▶ What is being asked
Each line of the data needs to be transcribed exactly.

▶ Data shown
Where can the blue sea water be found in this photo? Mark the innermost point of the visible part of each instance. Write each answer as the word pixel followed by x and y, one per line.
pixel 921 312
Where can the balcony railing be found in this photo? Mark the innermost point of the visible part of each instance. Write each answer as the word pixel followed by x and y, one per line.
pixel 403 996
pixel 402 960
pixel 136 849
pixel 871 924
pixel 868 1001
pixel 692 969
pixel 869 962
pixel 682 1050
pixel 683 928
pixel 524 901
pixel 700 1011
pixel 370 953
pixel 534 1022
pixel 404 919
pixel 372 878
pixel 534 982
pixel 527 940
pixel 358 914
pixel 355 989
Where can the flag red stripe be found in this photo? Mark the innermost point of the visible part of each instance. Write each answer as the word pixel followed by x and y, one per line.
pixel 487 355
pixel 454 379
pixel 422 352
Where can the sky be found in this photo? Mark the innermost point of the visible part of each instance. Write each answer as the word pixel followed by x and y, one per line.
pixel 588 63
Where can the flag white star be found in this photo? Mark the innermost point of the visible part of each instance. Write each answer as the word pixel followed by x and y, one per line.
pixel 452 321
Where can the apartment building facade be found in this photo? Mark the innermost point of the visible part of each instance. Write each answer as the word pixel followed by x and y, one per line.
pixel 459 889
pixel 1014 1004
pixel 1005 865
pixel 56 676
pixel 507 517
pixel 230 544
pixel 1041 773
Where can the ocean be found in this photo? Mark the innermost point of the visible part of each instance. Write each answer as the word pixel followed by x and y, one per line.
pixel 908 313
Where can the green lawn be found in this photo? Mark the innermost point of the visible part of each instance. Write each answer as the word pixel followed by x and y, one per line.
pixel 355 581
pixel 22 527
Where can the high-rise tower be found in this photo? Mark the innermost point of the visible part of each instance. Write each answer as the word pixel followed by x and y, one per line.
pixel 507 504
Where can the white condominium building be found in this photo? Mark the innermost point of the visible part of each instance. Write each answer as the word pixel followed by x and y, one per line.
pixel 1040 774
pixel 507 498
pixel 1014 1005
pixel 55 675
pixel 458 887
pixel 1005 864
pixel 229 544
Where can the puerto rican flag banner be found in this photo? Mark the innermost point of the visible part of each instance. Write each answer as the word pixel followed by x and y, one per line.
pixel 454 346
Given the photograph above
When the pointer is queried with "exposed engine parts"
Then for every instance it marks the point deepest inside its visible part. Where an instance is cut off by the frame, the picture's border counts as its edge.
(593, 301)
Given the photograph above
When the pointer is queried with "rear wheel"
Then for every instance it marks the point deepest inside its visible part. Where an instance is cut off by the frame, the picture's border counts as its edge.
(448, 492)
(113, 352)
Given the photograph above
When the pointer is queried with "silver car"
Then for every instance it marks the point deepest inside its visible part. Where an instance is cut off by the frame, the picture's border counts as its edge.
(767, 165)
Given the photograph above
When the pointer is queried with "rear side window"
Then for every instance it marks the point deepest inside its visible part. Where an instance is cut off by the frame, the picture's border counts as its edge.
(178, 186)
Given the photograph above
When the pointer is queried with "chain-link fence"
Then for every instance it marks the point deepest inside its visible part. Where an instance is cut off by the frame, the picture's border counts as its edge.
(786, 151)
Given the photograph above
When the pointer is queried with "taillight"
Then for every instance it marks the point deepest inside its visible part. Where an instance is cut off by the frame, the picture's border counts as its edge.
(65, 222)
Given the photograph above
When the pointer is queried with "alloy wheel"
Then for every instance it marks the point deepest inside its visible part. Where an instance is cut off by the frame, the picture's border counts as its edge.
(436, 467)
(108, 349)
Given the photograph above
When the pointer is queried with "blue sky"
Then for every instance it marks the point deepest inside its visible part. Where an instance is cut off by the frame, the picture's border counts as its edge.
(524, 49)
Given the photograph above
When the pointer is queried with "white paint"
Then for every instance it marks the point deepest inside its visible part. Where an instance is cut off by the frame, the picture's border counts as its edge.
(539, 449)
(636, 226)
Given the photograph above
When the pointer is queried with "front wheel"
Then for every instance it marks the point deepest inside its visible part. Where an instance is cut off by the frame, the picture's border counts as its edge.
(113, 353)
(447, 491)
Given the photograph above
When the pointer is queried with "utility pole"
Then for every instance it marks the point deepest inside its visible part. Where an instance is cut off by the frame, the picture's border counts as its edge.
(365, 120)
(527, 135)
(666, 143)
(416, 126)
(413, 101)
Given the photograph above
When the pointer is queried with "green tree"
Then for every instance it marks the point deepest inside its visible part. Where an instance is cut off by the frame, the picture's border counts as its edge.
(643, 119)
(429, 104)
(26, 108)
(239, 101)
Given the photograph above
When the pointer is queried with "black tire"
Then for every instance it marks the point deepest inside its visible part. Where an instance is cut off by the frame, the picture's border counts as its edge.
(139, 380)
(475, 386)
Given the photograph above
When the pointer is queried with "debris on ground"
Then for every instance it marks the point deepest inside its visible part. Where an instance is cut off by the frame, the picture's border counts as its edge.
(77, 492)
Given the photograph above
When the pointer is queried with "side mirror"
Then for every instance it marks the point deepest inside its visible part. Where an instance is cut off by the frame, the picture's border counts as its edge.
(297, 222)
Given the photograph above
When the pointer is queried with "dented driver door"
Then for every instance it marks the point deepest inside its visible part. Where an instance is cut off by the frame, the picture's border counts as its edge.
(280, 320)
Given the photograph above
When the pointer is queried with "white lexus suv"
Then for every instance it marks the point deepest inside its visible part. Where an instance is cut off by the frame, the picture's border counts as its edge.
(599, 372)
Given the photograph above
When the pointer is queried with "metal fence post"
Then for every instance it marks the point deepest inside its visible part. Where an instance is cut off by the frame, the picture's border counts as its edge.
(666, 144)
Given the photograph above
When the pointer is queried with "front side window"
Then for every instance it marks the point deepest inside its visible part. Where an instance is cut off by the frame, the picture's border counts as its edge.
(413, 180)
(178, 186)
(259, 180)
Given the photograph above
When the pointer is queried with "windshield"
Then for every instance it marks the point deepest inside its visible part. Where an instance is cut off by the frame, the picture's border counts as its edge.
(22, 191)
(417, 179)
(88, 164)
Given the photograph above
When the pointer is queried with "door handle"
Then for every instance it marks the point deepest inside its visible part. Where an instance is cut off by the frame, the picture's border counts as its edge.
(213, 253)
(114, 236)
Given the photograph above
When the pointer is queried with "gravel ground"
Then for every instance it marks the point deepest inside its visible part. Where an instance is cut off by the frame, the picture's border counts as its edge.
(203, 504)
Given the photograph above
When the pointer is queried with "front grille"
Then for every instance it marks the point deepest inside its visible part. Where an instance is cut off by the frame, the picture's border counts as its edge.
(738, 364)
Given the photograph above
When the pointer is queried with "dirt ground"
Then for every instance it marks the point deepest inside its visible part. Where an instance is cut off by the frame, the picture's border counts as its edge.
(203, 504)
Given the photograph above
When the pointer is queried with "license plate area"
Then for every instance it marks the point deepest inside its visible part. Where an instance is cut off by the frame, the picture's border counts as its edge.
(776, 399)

▶ Solved problem
Where can the blue sea water be found in this photo? Mark the innermost point of the visible part of each instance. Write each answer as the word pixel followed by x and y, one per line.
pixel 921 312
Where can the balcony railing be found in this photo? Mark the innermost point of the visible part of each instance. Write each answer as the word pixel followed by x and y, one per line.
pixel 403 996
pixel 402 960
pixel 136 849
pixel 871 924
pixel 868 1001
pixel 692 969
pixel 869 962
pixel 682 1050
pixel 683 928
pixel 524 901
pixel 700 1011
pixel 370 953
pixel 534 1022
pixel 404 919
pixel 372 878
pixel 534 982
pixel 527 940
pixel 358 914
pixel 355 989
Where can the flag red stripe be found in this photo? Mark the innermost point of the visible part of each instance. Write each answer as the word pixel followed by x and y, one per line.
pixel 487 355
pixel 454 379
pixel 422 352
Where can the sky be found in this photo? Mark the innermost point of the visible part of each instance. Write each answer as the word pixel followed by x and y, one per line.
pixel 588 63
Where can the flag white star be found in this photo? Mark the innermost point of the visible part of each instance. Write each answer as the word pixel followed by x and y, one per line.
pixel 452 321
Where can the apartment building facade be found in this photo? Mark the innermost point of the visible part of each instance. Write each answer as the word pixel followed by x and y, one per line.
pixel 459 889
pixel 1014 1004
pixel 1005 865
pixel 56 676
pixel 507 517
pixel 230 544
pixel 1041 773
Where can the ocean be found in this photo? Mark the innermost point of the visible part of each instance. Write each answer as the word pixel followed by x and y, one per line.
pixel 908 313
Where can the green lawn be found in this photo? Mark the innermost point of the visible part of each instance. Write each answer as the word pixel followed by x and y, one per line.
pixel 355 581
pixel 22 527
Where can the high-rise tower be found in this photo? Mark the innermost point of the visible part of each instance. Write each answer as the word pixel followed by x and y, one per line.
pixel 507 504
Where can the white condominium building be found in this photo? Mark the innermost point of the visible part of each instance. Write each answer as the word pixel followed by x and y, one per line.
pixel 1040 774
pixel 507 498
pixel 1014 1005
pixel 55 675
pixel 458 887
pixel 1005 864
pixel 229 544
Where can the puerto rican flag banner be found in this photo? Mark the innermost point of the visible part of each instance. Write each answer as the word pixel followed by x and y, one per line.
pixel 454 346
Given the photograph above
When the pointer is queried with "exposed engine parts"
Then for every instance it marks the point deepest inside its visible part. Where an instance is cut off by the frame, the picture's border counts as its edge.
(593, 301)
Given the photograph above
When the pointer is queried with "rear wheel"
Then for every instance it marks the point deepest inside its visible part. Where an instance is cut off by the frame, the picture's border counts as its edge.
(448, 492)
(113, 352)
Given the photograph above
When the pointer is queried with "silver car"
Then for every instance it marks the point deepest inside its visible part. Where an instance is cut off by the frame, the picture's border counts as its edge.
(767, 165)
Given the photograph above
When the pointer is queried with "rear side window"
Then for every instance it marks the point deepest inside its visible part. Where an instance is cut off by the frame, the picture's border counts as its edge.
(178, 186)
Given the photograph above
When the pointer is queried with "chain-link fence"
Then for every instance it marks the point deepest inside its visible part. Where an instance is cut off by the frame, the picture's border counts as its edge.
(786, 151)
Given the photograph above
When the pointer is queried with "taillight"
Then for every instance it marks the point deepest inside its visible part. Where an instance is cut off by the frame, the picture's border counts as its edge.
(65, 222)
Given the photograph above
When the pointer is queried with "alloy wheel"
Then for every instance it marks the point deepest inside its visible part. Where an instance is cut off by the frame, the picture's border counts as its edge.
(436, 467)
(108, 349)
Given the photograph above
When the pointer is queried with "blue sky"
Then for every instance it marks the point deepest inside its visible part. Where an instance is cut off by the frame, the picture's border counts as its edge.
(524, 49)
Given the photograph above
When the pointer is queried with "white paint"
Then for every instance it marks the point deepest inside its visible part. Where an instance is cut off by the frame, the picture's border counts as its edge.
(539, 449)
(636, 226)
Given the photograph above
When the pointer is queried with "front wheel"
Then for every instance it marks the point deepest inside its visible part. Where an instance is cut off by the frame, the picture's border counts as its edge.
(113, 353)
(447, 491)
Given the photograph above
When the pointer is queried with "utility pole"
Then for every instance it marks the point deepest inside its visible part. Where an instance is cut off by the frame, the picture's border counts as its edge.
(365, 120)
(527, 135)
(666, 143)
(416, 126)
(413, 101)
Given the photograph above
When the pointer is queried with "green tree"
Then for every instance it marks the point deepest inside its visible part. Where an instance is cut off by the frame, the picture's border counts as its edge.
(643, 119)
(429, 104)
(26, 108)
(239, 101)
Given the photograph above
When the pointer is queried with "black tire"
Then for every instance it marks the point deepest inside its visible part. Where an instance is cut off by the frame, the picture's border counts as its edge.
(139, 380)
(475, 386)
Given the photograph above
When the pointer is queried with "debris on ground"
Then for every instance it marks the point deepest inside its visible part. Where an instance is cut off by the frame, the picture's border counts as its edge.
(77, 492)
Given the photograph above
When the pointer is queried with "side mirror"
Then for every instance it marks the point deepest inside its visible part. Where an instance is cut off by the frame, the picture's border counts as its edge.
(297, 222)
Given the photograph above
When the pointer is queried with "dented driver door"
Then for every instance it marks the point deepest inside its visible part. Where an instance is cut off by the frame, the picture's border counts as its edge.
(280, 320)
Given the photograph above
When the pointer is queried with "white lexus suv"
Then for every instance it marks the point deepest inside its visible part. Where an instance is cut off by the frame, the picture's border counts as its edge.
(599, 372)
Given the photograph above
When the pointer is queried with "metal fence post"
Then for every instance it marks the point deepest inside its visible part. Where an instance is cut off by the frame, the picture's border counts as its edge.
(666, 144)
Given the photograph above
When the pointer is queried with "front side window"
Then for every instance it marks the point deepest inside its visible part. Where an instance is cut off by the frame, the picture's border counts as its edge.
(413, 180)
(178, 186)
(259, 180)
Given the photograph above
When the pointer is queried with "windshield"
Then for every instance it marks the point deepest inside its visible part. Where an instance is cut off by the frame, the picture's border counts as its edge.
(22, 191)
(417, 179)
(88, 164)
Given the photograph above
When the pointer is queried with "door handle"
Then for every instance it marks the point deepest inside its visible part. Where an instance is cut off by the frame, the picture's border counts as its edge.
(213, 253)
(114, 236)
Given the photograph above
When the pointer is queried with "gravel ground"
Then for every instance it marks the point deepest inside its visible part. Where an instance is cut off by the frame, the picture's border counts as its edge.
(203, 504)
Given the photograph above
When the pointer is queried with "front grille"
Then for every instance it marks the point deepest inside its visible part. Where an instance is cut off by the frame, the picture's border counts as its edge.
(738, 364)
Given the photograph above
When the pointer is queried with "dirt ground"
Then for every instance it marks the point deepest inside its visible part. Where an instance is cut off by the frame, the picture's border counts as its edge.
(203, 504)
Given the photograph above
When the pointer is queried with "license plate area"
Then for every instance it marks the point deepest inside its visible part. Where an instance is cut off by the frame, the picture's border counts as its edge.
(776, 399)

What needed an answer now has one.